Source data
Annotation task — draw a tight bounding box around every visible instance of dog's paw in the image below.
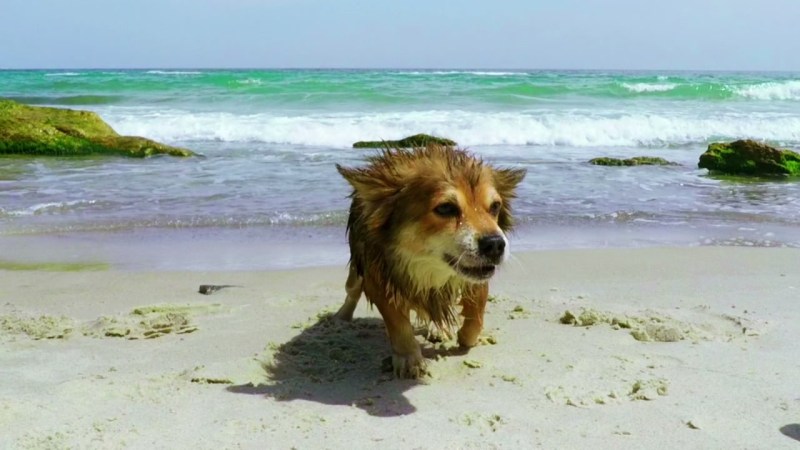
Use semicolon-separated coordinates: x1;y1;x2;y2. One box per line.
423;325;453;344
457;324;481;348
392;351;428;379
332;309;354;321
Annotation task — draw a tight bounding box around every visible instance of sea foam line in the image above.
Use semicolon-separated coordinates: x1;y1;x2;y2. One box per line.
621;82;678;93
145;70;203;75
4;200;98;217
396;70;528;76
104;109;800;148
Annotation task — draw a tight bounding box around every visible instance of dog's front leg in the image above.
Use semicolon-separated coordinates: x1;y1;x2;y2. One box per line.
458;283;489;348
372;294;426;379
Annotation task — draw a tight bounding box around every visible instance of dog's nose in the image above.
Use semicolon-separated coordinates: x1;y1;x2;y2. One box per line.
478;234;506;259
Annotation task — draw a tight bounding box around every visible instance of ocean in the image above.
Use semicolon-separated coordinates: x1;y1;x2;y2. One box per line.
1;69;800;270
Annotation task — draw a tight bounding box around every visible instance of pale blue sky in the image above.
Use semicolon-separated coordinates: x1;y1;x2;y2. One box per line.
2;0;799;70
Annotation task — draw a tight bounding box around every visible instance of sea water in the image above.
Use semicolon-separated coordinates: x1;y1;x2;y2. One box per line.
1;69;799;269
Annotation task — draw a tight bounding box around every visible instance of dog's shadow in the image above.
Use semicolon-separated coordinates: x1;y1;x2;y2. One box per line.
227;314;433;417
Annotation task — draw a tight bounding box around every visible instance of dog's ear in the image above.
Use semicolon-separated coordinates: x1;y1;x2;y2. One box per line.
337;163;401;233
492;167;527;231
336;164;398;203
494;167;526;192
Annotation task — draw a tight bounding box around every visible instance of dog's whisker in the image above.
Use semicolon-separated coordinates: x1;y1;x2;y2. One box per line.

- **What this task involves**
Each entry is to be transcribed verbatim, and any picture in it is to be skipped.

- **Task solution**
Annotation task — draw a tight bounding box around every visible instance of dog's paw in the image below.
Use semicolon-separated coordinates: x1;y1;x2;y2. One box per line.
423;325;453;344
457;324;481;348
392;351;428;379
332;309;354;321
Annotation task — draw a tight bounding box around every visible instance of sea foam line in the image above.
Use semicolon-separated coordinates: x1;y1;x2;y2. One box per line.
621;82;678;93
145;70;203;75
4;200;98;217
396;70;528;76
104;109;800;148
Annotation task — draw a tight bounding box around every visible instance of dog's front leg in the image above.
Use semicolon-separated coordinates: x1;y1;x2;y2. One box per line.
458;283;489;348
372;294;426;379
Annotation task — draw a tight bounding box around every visible instance of dog's nose in the image above.
Use semicolon-separated coordinates: x1;y1;x2;y2. One box per line.
478;234;506;259
Annotation task — draw a tight bounding box around every visible instance of ocean in the image above.
Use semicolon-separated coordinates: x1;y1;x2;y2. One box per line.
1;69;800;270
Annotation task — draw a tight bounding box around every visible instance of pale blue sky in the image above.
Use semicolon-separated coordinates: x1;y1;x2;y2. One box per line.
2;0;799;70
Annotation task — draw a tight bounding box around every visible instance of sea water in the image above.
Use semicolon-separated coordinates: x1;y1;x2;y2. One box per line.
1;69;799;269
Annotation task — draw a tight bounding box around every visible instance of dog's shadow in the image above.
Use semicolon-separated coordinates: x1;y1;x2;y2. One box per line.
227;314;433;417
Annotation task — draw a tight bounding box around every visible instance of dog's ear in the image above.
Use semicolon-separated coordinates: x1;y1;x2;y2. One box per line.
337;163;401;233
492;167;527;231
336;164;398;203
494;167;526;192
Annotation task — draw a tight bounding box around every visible instance of dog's whisker in the image above.
Use semicolon-separated coordinates: x1;y1;x2;y2. One box per line.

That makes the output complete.